> [Exercise 1] According to the Azure Blob Storage patch, how many insertions and deletions does it make to the file?
> [Exercise 2] Please carry the Azure Blob Storage patch on from the point at which it stops.

> [Quoted text]
— START —
From 5f302e539dcf728174b30819594c69b4cc85543b Mon Sep 17 00:00:00 2001
From: Vitaly Baranov <vitlibar@clickhouse.com>
Date: Tue, 9 Jul 2024 22:49:41 +0200
Subject: [PATCH 04/14] Fix error reporting while copying to Azure Blob
 Storage.

---
 .../copyAzureBlobStorageFile.cpp              | 42 +++++++++++--------
 1 file changed, 25 insertions(+), 17 deletions(-)

diff --git a/src/IO/AzureBlobStorage/copyAzureBlobStorageFile.cpp b/src/IO/AzureBlobStorage/copyAzureBlobStorageFile.cpp
index 128df415197..c10a7cd017a 100644
--- a/src/IO/AzureBlobStorage/copyAzureBlobStorageFile.cpp
+++ b/src/IO/AzureBlobStorage/copyAzureBlobStorageFile.cpp
@@ -49,7 +49,7 @@ namespace
             const String & dest_blob_,
             std::shared_ptr<const AzureBlobStorage::RequestSettings> settings_,
             ThreadPoolCallbackRunnerUnsafe<void> schedule_,
-            const Poco::Logger * log_)
+            LoggerPtr log_)
             : create_read_buffer(create_read_buffer_)
             , client(client_)
             , offset (offset_)
@@ -74,7 +74,7 @@ namespace
         const String & dest_blob;
         std::shared_ptr<const AzureBlobStorage::RequestSettings> settings;
         ThreadPoolCallbackRunnerUnsafe<void> schedule;
-        const Poco::Logger * log;
+        const LoggerPtr log;
         size_t max_single_part_upload_size;
 
         struct UploadPartTask
@@ -83,7 +83,6 @@ namespace
             size_t part_size;
             std::vector<std::string> block_ids;
             bool is_finished = false;
-            std::exception_ptr exception;
         };
 
         size_t normal_part_size;
@@ -92,6 +91,7 @@ namespace
         std::list<UploadPartTask> TSA_GUARDED_BY(bg_tasks_mutex) bg_tasks;
         int num_added_bg_tasks TSA_GUARDED_BY(bg_tasks_mutex) = 0;
         int num_finished_bg_tasks TSA_GUARDED_BY(bg_tasks_mutex) = 0;
+        std::exception_ptr bg_exception TSA_GUARDED_BY(bg_tasks_mutex);
         std::mutex bg_tasks_mutex;
         std::condition_variable bg_tasks_condvar;
 
@@ -186,7 +186,7 @@ namespace
             }
             catch (...)
             {
-                tryLogCurrentException(__PRETTY_FUNCTION__);
+                tryLogCurrentException(log, fmt::format("While performing multipart upload of blob {} in container {}", dest_blob, dest_container_for_logging));
                 waitForAllBackgroundTasks();
                 throw;
             }
@@ -242,7 +242,12 @@ namespace
                         }
                         catch (...)
                         {
-                            task->exception = std::current_exception();
+                            std::lock_guard lock(bg_tasks_mutex);
+                            if (!bg_exception)
— END —
> [Dataset extract]
— START —
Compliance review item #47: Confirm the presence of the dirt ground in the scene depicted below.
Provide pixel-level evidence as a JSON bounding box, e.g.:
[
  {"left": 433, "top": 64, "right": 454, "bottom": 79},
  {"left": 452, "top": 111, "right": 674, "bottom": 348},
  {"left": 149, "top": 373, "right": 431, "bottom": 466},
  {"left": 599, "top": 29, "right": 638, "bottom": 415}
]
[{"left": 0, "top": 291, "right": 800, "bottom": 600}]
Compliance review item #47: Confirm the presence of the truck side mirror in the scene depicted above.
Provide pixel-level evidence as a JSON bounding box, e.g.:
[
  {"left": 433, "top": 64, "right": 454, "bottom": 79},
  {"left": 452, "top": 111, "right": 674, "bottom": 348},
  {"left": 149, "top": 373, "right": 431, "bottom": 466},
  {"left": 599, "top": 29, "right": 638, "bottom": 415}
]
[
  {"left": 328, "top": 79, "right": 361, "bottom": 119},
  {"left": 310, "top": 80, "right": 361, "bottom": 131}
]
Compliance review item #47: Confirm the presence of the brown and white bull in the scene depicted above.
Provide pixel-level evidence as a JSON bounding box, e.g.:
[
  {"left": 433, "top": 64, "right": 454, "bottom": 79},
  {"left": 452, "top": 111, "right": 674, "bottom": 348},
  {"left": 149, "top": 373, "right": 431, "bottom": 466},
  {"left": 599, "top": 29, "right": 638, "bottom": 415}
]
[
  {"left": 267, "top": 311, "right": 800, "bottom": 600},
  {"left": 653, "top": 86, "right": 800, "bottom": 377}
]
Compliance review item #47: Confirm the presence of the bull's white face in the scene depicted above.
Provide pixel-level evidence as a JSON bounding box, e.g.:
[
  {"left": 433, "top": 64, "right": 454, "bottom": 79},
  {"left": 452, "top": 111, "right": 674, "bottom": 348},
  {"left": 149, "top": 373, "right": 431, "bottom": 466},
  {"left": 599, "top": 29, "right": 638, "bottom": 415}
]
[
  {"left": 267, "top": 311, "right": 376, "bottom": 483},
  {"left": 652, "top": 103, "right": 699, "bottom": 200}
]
— END —
> [Exercise response 1] 25 insertions and 17 deletions.

> [Exercise response 2]
+                            {
+                                tryLogCurrentException(log, "While writing part");
+                                bg_exception = std::current_exception(); /// The exception will be rethrown after all background tasks stop working.
+                            }
                         }
                         task_finish_notify();
                     }, Priority{});
@@ -299,13 +304,13 @@ namespace
             /// Suppress warnings because bg_tasks_mutex is actually hold, but tsa annotations do not understand std::unique_lock
             bg_tasks_condvar.wait(lock, [this]() {return TSA_SUPPRESS_WARNING_FOR_READ(num_added_bg_tasks) == TSA_SUPPRESS_WARNING_FOR_READ(num_finished_bg_tasks); });
 
-            auto & tasks = TSA_SUPPRESS_WARNING_FOR_WRITE(bg_tasks);
-            for (auto & task : tasks)
-            {
-                if (task.exception)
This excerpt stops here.